TEXT FOR ANALYSIS:
┌────────
[Bf-blender-cvs] [4e56e738a8f] master: Cycles: optimize CPU texture sampler interpolation

Ethan-Hall noreply at git.blender.org
Wed Mar 23 20:06:27 CET 2022


Commit: 4e56e738a8f35228873d6e84d9e9f8b0e7a74a59
Author: Ethan-Hall
Date:   Wed Mar 23 15:45:32 2022 +0100
Branches: master
https://developer.blender.org/rB4e56e738a8f35228873d6e84d9e9f8b0e7a74a59

Cycles: optimize CPU texture sampler interpolation

Use templates to optimize the CPU texture sampler to interpolate using
float for single component datatypes instead of using float4 for all types.

Differential Revision: https://developer.blender.org/D14424

===================================================================

M	intern/cycles/kernel/device/cpu/image.h
M	intern/cycles/util/types_float4.h
M	intern/cycles/util/types_float4_impl.h

===================================================================

diff --git a/intern/cycles/kernel/device/cpu/image.h b/intern/cycles/kernel/device/cpu/image.h
index c0b6846e5b0..94eeaed7698 100644
--- a/intern/cycles/kernel/device/cpu/image.h
+++ b/intern/cycles/kernel/device/cpu/image.h
@@ -31,7 +31,18 @@ ccl_device_inline float frac(float x, int *ix)
└────────
REQUIREMENT:
Extend the commit notice on the Cycles CPU texture sampler, beginning immediately after its final line.

(Stored data entries)
┌────────
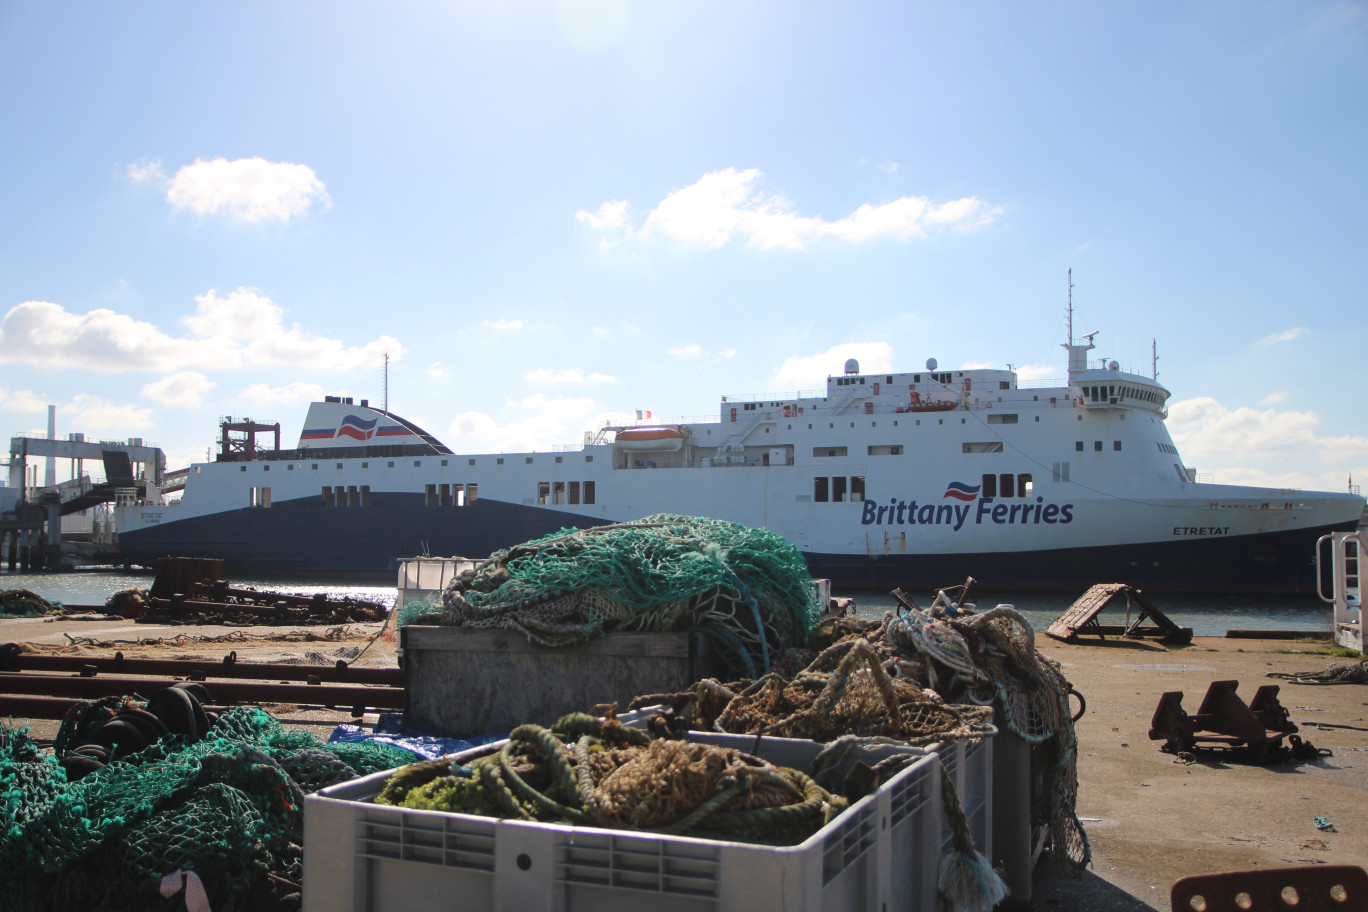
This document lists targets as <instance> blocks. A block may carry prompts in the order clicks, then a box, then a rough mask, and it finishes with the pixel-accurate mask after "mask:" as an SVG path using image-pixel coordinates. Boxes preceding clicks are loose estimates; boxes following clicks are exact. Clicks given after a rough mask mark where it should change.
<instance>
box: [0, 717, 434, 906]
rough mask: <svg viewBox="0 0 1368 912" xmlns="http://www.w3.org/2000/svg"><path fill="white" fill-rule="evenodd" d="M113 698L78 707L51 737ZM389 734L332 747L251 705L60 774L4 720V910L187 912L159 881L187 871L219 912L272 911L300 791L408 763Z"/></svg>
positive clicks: (3, 737) (75, 734)
mask: <svg viewBox="0 0 1368 912" xmlns="http://www.w3.org/2000/svg"><path fill="white" fill-rule="evenodd" d="M109 708H111V707H109V706H108V700H101V701H92V703H86V704H78V707H75V708H74V711H73V712H71V714H68V718H67V721H68V722H70V725H66V723H64V725H63V732H62V733H59V741H63V742H64V747H67V748H70V742H73V741H81V740H82V738H81V732H82V730H83V729H88V727H89V725H90V723H92V721H94V719H98V718H100V716H101V714H103V712H105V714H107V711H108V710H109ZM412 760H413V755H412V753H410V752H408V751H404V749H402V748H397V747H394V745H387V744H379V742H376V744H361V745H358V744H327V742H323V741H320V740H319V738H317V737H315V736H313V734H312V733H309V732H287V730H285V729H283V727H282V726H280V723H279V722H278V721H276V719H275V718H274V716H271V715H269V714H267V712H264V711H261V710H260V708H256V707H235V708H231V710H228V711H226V712H224V714H223V715H222V716H220V718H219V721H218V722H216V723H215V725H213V727H211V729H209V732H208V733H207V734H205V737H204V738H201V740H200V741H197V742H193V744H192V742H187V740H186V738H183V737H181V736H174V734H172V736H167V737H163V738H161V740H160V741H157V742H156V744H153V745H150V747H148V748H146V749H144V751H141V752H138V753H133V755H129V756H126V757H120V759H119V760H115V762H112V763H108V764H107V766H104V767H103V768H98V770H96V771H93V773H89V774H86V775H85V777H82V778H81V779H78V781H68V779H67V774H66V771H64V770H63V767H62V766H60V764H59V762H57V757H56V755H49V753H45V752H44V751H41V749H38V748H37V747H36V745H34V742H33V741H31V740H30V738H29V734H27V729H11V727H8V726H5V725H4V723H0V871H5V872H10V874H11V878H12V886H14V889H7V890H4V891H0V912H37V911H38V909H67V908H82V909H111V911H115V909H118V911H126V912H134V911H141V909H174V908H183V898H181V897H174V898H171V900H166V898H161V894H160V890H159V885H160V882H161V878H163V876H166V875H167V874H171V872H174V871H176V870H178V868H181V870H185V871H194V872H196V874H197V875H198V876H200V878H201V881H202V882H204V885H205V890H207V891H208V896H209V900H211V907H212V908H213V909H215V912H224V911H233V909H252V908H269V907H271V905H272V904H274V896H275V893H279V885H290V883H295V885H297V883H298V882H300V881H301V875H302V871H301V868H300V842H301V840H302V820H304V818H302V804H304V793H305V792H313V790H316V789H319V788H323V786H327V785H332V783H335V782H342V781H346V779H349V778H353V777H356V775H360V774H367V773H375V771H379V770H387V768H393V767H397V766H402V764H405V763H410V762H412Z"/></svg>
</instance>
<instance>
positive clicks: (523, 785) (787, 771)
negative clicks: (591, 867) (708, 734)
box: [375, 714, 848, 845]
mask: <svg viewBox="0 0 1368 912" xmlns="http://www.w3.org/2000/svg"><path fill="white" fill-rule="evenodd" d="M375 801H376V804H390V805H397V807H406V808H420V809H431V811H460V812H464V814H480V815H486V816H499V818H513V819H524V820H542V822H558V823H575V824H581V826H596V827H610V829H625V830H643V831H653V833H666V834H688V835H711V837H714V838H728V840H746V841H758V842H769V844H784V845H787V844H792V842H800V841H802V840H804V838H807V835H811V834H813V833H815V831H817V830H819V829H821V827H822V826H825V824H826V823H828V822H829V820H830V819H833V818H834V816H836V815H837V814H840V811H843V809H844V808H845V807H847V804H848V801H847V800H845V799H844V797H840V796H834V794H832V793H830V792H828V790H826V789H824V788H822V786H819V785H818V783H817V782H815V781H814V779H813V778H810V777H807V775H804V774H803V773H799V771H796V770H789V768H784V767H776V766H773V764H770V763H767V762H765V760H761V759H759V757H755V756H751V755H747V753H743V752H740V751H736V749H731V748H721V747H714V745H709V744H698V742H687V741H672V740H653V738H651V737H650V736H648V734H647V733H644V732H640V730H636V729H628V727H624V726H621V725H618V723H617V722H616V721H613V719H611V718H610V719H606V721H602V719H595V718H594V716H588V715H583V714H573V715H568V716H565V718H562V719H561V721H560V722H557V723H555V726H554V727H553V729H544V727H542V726H538V725H521V726H518V727H516V729H514V730H513V732H512V733H510V734H509V740H508V742H506V744H505V745H503V747H502V748H501V749H498V751H494V752H491V753H487V755H484V756H480V757H477V759H476V760H473V762H471V763H469V764H468V766H458V764H454V763H453V762H451V760H431V762H424V763H415V764H410V766H408V767H405V768H402V770H399V771H398V773H395V774H394V775H393V777H391V778H390V779H389V781H387V782H386V785H384V788H383V789H382V790H380V793H379V794H378V796H376V799H375Z"/></svg>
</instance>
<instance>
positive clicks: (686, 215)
mask: <svg viewBox="0 0 1368 912" xmlns="http://www.w3.org/2000/svg"><path fill="white" fill-rule="evenodd" d="M759 178H761V172H759V171H758V170H757V168H750V170H746V171H737V170H736V168H724V170H722V171H713V172H710V174H705V175H703V176H702V178H699V179H698V182H695V183H694V185H691V186H688V187H684V189H683V190H676V191H673V193H670V194H669V196H666V197H665V198H663V200H662V201H661V202H659V204H658V205H657V206H655V208H654V209H653V211H651V212H650V213H648V215H647V216H646V220H644V223H643V226H642V230H640V234H642V235H643V237H655V235H663V237H668V238H672V239H674V241H679V242H681V243H685V245H699V246H711V247H720V246H722V245H725V243H729V242H731V241H733V239H737V238H739V239H744V241H746V242H747V243H750V245H752V246H758V247H766V249H774V247H787V249H799V247H803V246H807V245H808V243H813V242H815V241H818V239H822V238H840V239H844V241H851V242H858V241H867V239H871V238H878V237H892V238H899V239H904V241H906V239H907V238H911V237H922V235H925V234H926V231H928V230H929V228H936V227H947V226H949V227H958V228H971V227H977V226H981V224H985V223H988V222H992V220H993V217H995V216H996V215H997V212H999V209H996V208H993V206H989V205H988V204H986V202H984V201H982V200H978V198H977V197H964V198H962V200H952V201H949V202H943V204H933V202H932V201H930V200H928V198H925V197H902V198H899V200H893V201H892V202H882V204H869V202H866V204H863V205H860V206H859V208H856V209H855V212H852V213H851V215H848V216H845V217H844V219H837V220H834V222H829V220H826V219H821V217H817V216H802V215H798V213H795V212H793V205H792V204H791V202H789V201H787V200H785V198H782V197H780V196H776V194H767V193H765V191H762V190H759V189H758V186H757V185H758V180H759ZM627 215H628V209H627V205H625V202H606V204H603V205H601V206H599V208H598V209H596V211H595V212H594V213H590V212H587V211H583V209H581V211H580V212H579V213H577V217H579V219H580V220H581V222H584V223H586V224H590V226H591V227H595V228H598V230H622V231H625V232H627V234H628V235H631V234H633V228H632V226H631V224H629V223H628V222H627Z"/></svg>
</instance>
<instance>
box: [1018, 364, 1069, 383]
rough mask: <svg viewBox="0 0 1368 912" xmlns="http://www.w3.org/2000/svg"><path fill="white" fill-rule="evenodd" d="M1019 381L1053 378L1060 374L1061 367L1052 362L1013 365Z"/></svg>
mask: <svg viewBox="0 0 1368 912" xmlns="http://www.w3.org/2000/svg"><path fill="white" fill-rule="evenodd" d="M1012 369H1014V371H1016V380H1018V383H1019V381H1022V380H1052V379H1055V377H1057V376H1059V368H1057V366H1055V365H1051V364H1019V365H1012Z"/></svg>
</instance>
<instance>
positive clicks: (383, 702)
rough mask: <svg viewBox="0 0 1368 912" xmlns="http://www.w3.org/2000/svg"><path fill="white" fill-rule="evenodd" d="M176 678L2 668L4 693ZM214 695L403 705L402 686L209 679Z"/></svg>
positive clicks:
└────────
EXERCISE RESULT:
   return x - (float)i;
 }
 
-template<typename T> struct TextureInterpolator {
+template<typename TexT, typename OutT = float4> struct TextureInterpolator {
+  template<typename ZeroT> static ccl_always_inline ZeroT zero();
+
+  template<> static ccl_always_inline float zero()
+  {
+    return 0.0f;
+  }
+
+  template<> static ccl_always_inline float4 zero()
+  {
+    return zero_float4();
+  }
 
   static ccl_always_inline float4 read(float4 r)
   {
@@ -40,21 +51,18 @@ template<typename T> struct TextureInterpolator {
 
   static ccl_always_inline float4 read(uchar4 r)
   {
-    float f = 1.0f / 255.0f;
+    const float f = 1.0f / 255.0f;
     return make_float4(r.x * f, r.y * f, r.z * f, r.w * f);
   }
 
-  static ccl_always_inline float4 read(uchar r)
+  static ccl_always_inline float read(uchar r)
   {
-    float f = r * (1.0f / 255.0f);
-    return make_float4(f, f, f, 1.0f);
+    return r * (1.0f / 255.0f);
   }
 
-  static ccl_always_inline float4 read(float r)
+  static ccl_always_inline float read(float r)
   {
-    /* TODO(dingto): Optimize this, so interpolation
-     * happens on float instead of float4 */
-    return make_float4(r, r, r, 1.0f);
+    return r;
   }
 
   static ccl_always_inline float4 read(half4 r)
@@ -62,63 +70,61 @@ template<typename T> struct TextureInterpolator {
     return half4_to_float4_image(r);
   }
 
-  static ccl_always_inline float4 read(half r)
+  static ccl_always_inline float read(half r)
   {
-    float f = half_to_float_image(r);
-    return make_float4(f, f, f, 1.0f);
+    return half_to_float_image(r);
   }
 
-  static ccl_always_inline float4 read(uint16_t r)
+  static ccl_always_inline float read(uint16_t r)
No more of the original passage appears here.